Although agoraphobia is often a term used to describe the fear of wide open spaces, it can also cover a number of other irrational fears, including the fear of leaving one’s home, being in a public place such as a shopping mall, or even travelling alone on public transport. Not surprisingly, such fears can soon become extremely debilitating, so what are the treatment options for agoraphobia?
The symptoms of agoraphobia commonly occur along with other panic and anxiety disorders and if left untreated, the disorder will continue for many years. Thankfully there are several treatment options for agoraphobia, so if you or someone you know is experiencing the symptoms of agoraphobia, it is very important to seek help as soon as possible.
What are the treatment options for agoraphobia?
Medication can be an important part of the treatment plan for agoraphobia. Antidepressants may be prescribed, even if you are not suffering from any symptoms of depression. This is because antidepressants change the chemistry inside the brain, but unfortunately they do not work straight away, so antidepressant medication is not an instant “fix” for the treatment of agoraphobia symptoms.
Tranquilisers may also be used to treat the symptoms of agoraphobia. Drugs typically prescribed include benzodiazepines as these are useful for relieving the symptoms of anxiety, but because they are known to be highly addictive, any treatment course of benzodiazepines will necessarily be very short.
Cognitive behavioural therapy is a very useful treatment option for phobias such as agoraphobia and will normally be used in conjunction with medication. Cognitive behavioural therapy helps to change the way you think about your fears and anxieties. It can also help to teach you positive ways to deal with certain situations as well as recognise your behavioural response in such instances. Relaxation techniques such as deep breathing exercises are usually taught as a way of preventing a full-blown anxiety attack.

[Stored items]
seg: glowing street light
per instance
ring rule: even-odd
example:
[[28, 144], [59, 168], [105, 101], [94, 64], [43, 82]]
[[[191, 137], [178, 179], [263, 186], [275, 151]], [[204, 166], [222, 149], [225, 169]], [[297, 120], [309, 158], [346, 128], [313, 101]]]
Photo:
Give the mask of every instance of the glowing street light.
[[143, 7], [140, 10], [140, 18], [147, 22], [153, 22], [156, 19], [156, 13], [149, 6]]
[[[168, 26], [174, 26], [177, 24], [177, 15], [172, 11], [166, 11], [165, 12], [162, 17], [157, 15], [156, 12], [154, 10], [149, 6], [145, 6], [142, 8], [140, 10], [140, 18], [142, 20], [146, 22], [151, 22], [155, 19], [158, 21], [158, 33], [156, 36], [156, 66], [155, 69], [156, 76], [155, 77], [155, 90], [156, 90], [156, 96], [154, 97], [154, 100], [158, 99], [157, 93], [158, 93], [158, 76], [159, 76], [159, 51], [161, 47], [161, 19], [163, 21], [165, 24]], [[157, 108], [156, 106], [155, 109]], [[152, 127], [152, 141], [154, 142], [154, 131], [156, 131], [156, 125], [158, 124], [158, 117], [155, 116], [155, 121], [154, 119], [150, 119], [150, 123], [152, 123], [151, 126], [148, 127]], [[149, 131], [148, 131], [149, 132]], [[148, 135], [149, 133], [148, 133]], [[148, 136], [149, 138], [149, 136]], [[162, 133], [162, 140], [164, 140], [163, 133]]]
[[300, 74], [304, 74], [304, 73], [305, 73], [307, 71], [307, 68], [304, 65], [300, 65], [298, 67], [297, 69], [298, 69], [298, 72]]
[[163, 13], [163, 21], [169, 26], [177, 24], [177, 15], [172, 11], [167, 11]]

...

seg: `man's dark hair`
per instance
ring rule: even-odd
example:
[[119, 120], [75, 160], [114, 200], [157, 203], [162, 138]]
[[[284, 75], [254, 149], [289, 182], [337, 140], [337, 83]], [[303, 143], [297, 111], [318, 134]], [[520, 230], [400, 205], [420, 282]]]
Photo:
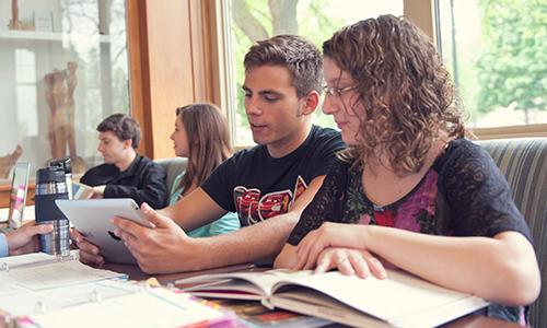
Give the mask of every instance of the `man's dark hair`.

§ **What you will do**: Extend the text on agoraphobia treatment options, picking up after its last sentence.

§ **Answer to the exercise**:
Learning to conquer a phobia such as agoraphobia takes time and to begin with, the patient may be exposed to their fear in very small doses—a technique known as “exposure therapy”. For example, you could be encouraged to venture outside for a short walk in the company of a trusted person or your therapist, which will enable you to practice your coping techniques in a safe environment. Over time, the level of exposure is increased and with the aid of relaxation therapies, the patient should eventually learn to conquer their fears and move forward with their life.
Hypnotherapy can be another useful treatment option for helping patients to overcome their agoraphobia. Hypnotherapy treatment from an experienced therapist helps the patient to change the negative thought patterns that lead to irrational fear and panic in trigger situations.
It is important to remember that whilst agoraphobia is an eminently treatable disorder, the sooner you seek help for your symptoms, the faster you can start enjoying normal life once again. You may also need to try several different treatment options for your agoraphobia before you find the right one for you, so if one treatment option doesn’t work, try not to despair as a different type of treatment will probably be more effective.